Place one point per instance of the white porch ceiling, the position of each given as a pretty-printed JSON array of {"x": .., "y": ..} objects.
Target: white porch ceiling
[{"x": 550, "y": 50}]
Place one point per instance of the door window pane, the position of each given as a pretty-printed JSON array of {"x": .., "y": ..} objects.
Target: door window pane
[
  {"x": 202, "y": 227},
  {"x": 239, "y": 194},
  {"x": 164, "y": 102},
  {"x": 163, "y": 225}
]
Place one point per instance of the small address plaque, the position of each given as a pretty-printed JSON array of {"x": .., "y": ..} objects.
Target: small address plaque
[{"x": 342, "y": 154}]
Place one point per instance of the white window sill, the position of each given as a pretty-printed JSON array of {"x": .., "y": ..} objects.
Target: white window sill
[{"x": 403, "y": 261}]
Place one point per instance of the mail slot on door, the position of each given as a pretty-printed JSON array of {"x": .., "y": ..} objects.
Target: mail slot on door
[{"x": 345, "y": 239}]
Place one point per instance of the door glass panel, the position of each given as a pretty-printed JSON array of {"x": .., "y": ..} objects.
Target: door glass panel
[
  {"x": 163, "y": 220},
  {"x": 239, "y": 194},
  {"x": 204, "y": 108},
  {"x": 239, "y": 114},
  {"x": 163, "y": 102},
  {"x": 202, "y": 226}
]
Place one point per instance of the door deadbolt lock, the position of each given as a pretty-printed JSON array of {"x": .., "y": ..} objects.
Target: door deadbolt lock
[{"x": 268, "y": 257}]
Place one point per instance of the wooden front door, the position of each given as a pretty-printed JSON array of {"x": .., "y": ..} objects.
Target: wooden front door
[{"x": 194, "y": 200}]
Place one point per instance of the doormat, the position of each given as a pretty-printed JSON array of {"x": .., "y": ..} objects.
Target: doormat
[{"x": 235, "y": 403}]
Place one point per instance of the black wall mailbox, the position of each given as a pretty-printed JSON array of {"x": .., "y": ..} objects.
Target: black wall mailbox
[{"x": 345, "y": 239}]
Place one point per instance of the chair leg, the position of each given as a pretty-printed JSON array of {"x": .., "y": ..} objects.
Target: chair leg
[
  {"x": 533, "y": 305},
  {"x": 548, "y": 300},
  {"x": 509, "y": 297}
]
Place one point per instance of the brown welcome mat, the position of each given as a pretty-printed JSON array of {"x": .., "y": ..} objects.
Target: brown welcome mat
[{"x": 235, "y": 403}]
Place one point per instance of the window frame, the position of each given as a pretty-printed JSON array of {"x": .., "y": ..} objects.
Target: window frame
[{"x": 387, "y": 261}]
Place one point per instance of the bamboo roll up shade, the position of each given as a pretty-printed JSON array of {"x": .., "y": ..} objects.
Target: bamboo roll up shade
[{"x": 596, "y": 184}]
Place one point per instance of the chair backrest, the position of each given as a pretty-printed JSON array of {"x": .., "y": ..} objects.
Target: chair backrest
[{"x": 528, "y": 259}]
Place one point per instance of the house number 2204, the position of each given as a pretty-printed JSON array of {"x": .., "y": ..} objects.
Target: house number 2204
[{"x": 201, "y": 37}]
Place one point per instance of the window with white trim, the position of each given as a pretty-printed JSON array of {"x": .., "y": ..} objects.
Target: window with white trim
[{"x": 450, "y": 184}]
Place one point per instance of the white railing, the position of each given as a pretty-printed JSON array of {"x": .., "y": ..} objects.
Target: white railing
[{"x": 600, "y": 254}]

· · · ·

Written problem -> Using the entries above, please restate each one word for word.

Solved problem ->
Place one point per instance of the white porch ceiling, the position of each given as a pretty-printed JSON array of {"x": .., "y": ..} objects.
Target: white porch ceiling
[{"x": 550, "y": 50}]
Place one point per instance of the door window pane, the position of each given as a pretty-printed JSON array of {"x": .., "y": ..} objects.
Target: door window pane
[
  {"x": 202, "y": 227},
  {"x": 239, "y": 194},
  {"x": 164, "y": 102},
  {"x": 163, "y": 225}
]
Place one point per instance of the small address plaque, the position of each given as a pretty-printed JSON array of {"x": .., "y": ..} objects.
Target: small address plaque
[{"x": 342, "y": 154}]
Place one point per instance of the white window sill, the position of each given as a pretty-printed JSON array of {"x": .., "y": ..} objects.
Target: white window sill
[{"x": 403, "y": 261}]
Place one point per instance of the mail slot on door, the position of each given as a pretty-printed JSON array of {"x": .., "y": ..} objects.
Target: mail slot on door
[{"x": 345, "y": 239}]
Place one point per instance of the door glass panel, the position of each given as a pretty-printed JSON array of {"x": .., "y": ..} objects.
Target: door glass panel
[
  {"x": 163, "y": 220},
  {"x": 239, "y": 194},
  {"x": 204, "y": 108},
  {"x": 239, "y": 114},
  {"x": 163, "y": 102},
  {"x": 202, "y": 226}
]
Place one point per instance of the door deadbolt lock, the position of each given as a pretty-printed JSON array of {"x": .., "y": ..} objects.
Target: door deadbolt lock
[{"x": 268, "y": 257}]
Place one point per instance of the wooden front door, the position of each given as a pretty-printed JSON array of {"x": .., "y": ..} objects.
Target: wooden front door
[{"x": 194, "y": 200}]
Place one point per instance of the doormat, the position of each given as a pretty-printed JSON array of {"x": .., "y": ..} objects.
Target: doormat
[{"x": 235, "y": 403}]
Place one point per instance of the black wall mailbox, the position of each given as a pretty-printed JSON array of {"x": .., "y": ..} objects.
Target: black wall mailbox
[{"x": 345, "y": 239}]
Place one point per instance of the chair leg, the position of each given as a pretty-printed JSON array of {"x": .., "y": ..} objects.
Target: chair leg
[
  {"x": 533, "y": 305},
  {"x": 548, "y": 300},
  {"x": 509, "y": 297}
]
Place one point per instance of the brown welcome mat, the position of each given as a pretty-printed JSON array of {"x": .., "y": ..} objects.
Target: brown welcome mat
[{"x": 235, "y": 403}]
Place one point per instance of the window frame, the position of each given as a pretty-printed JSON array of {"x": .., "y": ..} objects.
Target: window frame
[{"x": 387, "y": 261}]
Place one point per instance of the bamboo roll up shade, the position of each given as a pretty-printed JSON array of {"x": .., "y": ..} objects.
Target: bamboo roll up shade
[{"x": 596, "y": 184}]
Place one point per instance of the chair backrest, the position of each given as a pretty-printed JSON array of {"x": .., "y": ..} objects.
Target: chair backrest
[{"x": 528, "y": 259}]
Place one point per instance of the house number 2204, the position of each given as a pretty-printed JSON array of {"x": .., "y": ..} objects.
Target: house number 2204
[{"x": 201, "y": 37}]
Place one point per instance of the window with white trim, the position of each given as a pretty-printed JSON array of {"x": .., "y": ..} objects.
Target: window with white trim
[{"x": 450, "y": 184}]
Place one point per instance of the white railing, the position of each given as a pretty-printed JSON array of {"x": .., "y": ..} objects.
Target: white railing
[{"x": 600, "y": 254}]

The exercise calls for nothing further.